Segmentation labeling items

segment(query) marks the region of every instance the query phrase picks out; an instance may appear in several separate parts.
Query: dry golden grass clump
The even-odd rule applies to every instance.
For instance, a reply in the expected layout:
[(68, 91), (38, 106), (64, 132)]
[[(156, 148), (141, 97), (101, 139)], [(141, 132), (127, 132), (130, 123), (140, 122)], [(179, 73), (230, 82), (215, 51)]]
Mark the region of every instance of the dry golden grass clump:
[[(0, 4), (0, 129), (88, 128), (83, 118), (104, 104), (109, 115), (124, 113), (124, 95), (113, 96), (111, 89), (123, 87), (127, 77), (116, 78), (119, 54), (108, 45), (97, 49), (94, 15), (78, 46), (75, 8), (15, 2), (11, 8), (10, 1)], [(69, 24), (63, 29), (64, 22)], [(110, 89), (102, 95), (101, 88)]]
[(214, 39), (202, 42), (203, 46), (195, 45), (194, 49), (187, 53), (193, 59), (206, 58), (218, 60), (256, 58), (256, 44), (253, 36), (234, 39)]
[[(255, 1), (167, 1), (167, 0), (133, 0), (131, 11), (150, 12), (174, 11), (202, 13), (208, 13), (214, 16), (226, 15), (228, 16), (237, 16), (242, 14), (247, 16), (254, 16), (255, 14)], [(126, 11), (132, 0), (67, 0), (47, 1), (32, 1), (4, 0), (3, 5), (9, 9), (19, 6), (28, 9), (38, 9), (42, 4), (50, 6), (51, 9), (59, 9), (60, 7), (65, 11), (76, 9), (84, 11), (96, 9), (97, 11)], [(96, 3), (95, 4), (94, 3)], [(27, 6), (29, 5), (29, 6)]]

- SET TASK
Put every line of the data above into a Markdown table with two columns, Row and Line. Number each row and skip any blank lines.

- ANSWER TO THE EXERCISE
| Row | Line |
|---|---|
| 1 | segment(query) marks the region of every instance the query phrase picks out; an instance may appear in several separate parts. |
| 2 | Query: dry golden grass clump |
| 3 | The even-odd rule applies to every instance. |
| 4 | For instance, a reply in the expected layout: |
| 5 | [(68, 91), (38, 106), (64, 132)] |
| 6 | [[(156, 148), (141, 97), (101, 139)], [(141, 132), (127, 132), (130, 123), (140, 122)], [(179, 73), (230, 82), (215, 51)]] |
| 7 | Mark the region of every instance of the dry golden grass clump: |
| 8 | [[(0, 4), (0, 129), (88, 128), (83, 118), (104, 104), (109, 115), (124, 113), (124, 95), (113, 96), (111, 89), (123, 87), (127, 77), (116, 78), (119, 54), (108, 45), (97, 49), (94, 15), (78, 46), (75, 8), (15, 2), (11, 8), (10, 1)], [(69, 24), (63, 29), (64, 22)], [(110, 89), (102, 95), (101, 88)]] |
| 9 | [(214, 39), (202, 42), (203, 46), (195, 45), (194, 49), (187, 53), (193, 59), (206, 58), (218, 60), (256, 58), (256, 44), (253, 36), (234, 39)] |
| 10 | [[(255, 1), (167, 1), (167, 0), (133, 0), (131, 11), (150, 12), (174, 11), (202, 13), (208, 13), (214, 16), (226, 15), (228, 16), (237, 16), (242, 14), (247, 16), (254, 16), (255, 14)], [(126, 11), (132, 0), (67, 0), (47, 1), (32, 1), (4, 0), (3, 5), (9, 9), (19, 6), (28, 9), (38, 9), (42, 4), (50, 6), (51, 9), (59, 9), (60, 7), (65, 11), (76, 9), (84, 11), (96, 9), (97, 11)], [(96, 3), (95, 4), (94, 3)], [(27, 6), (29, 5), (29, 6)]] |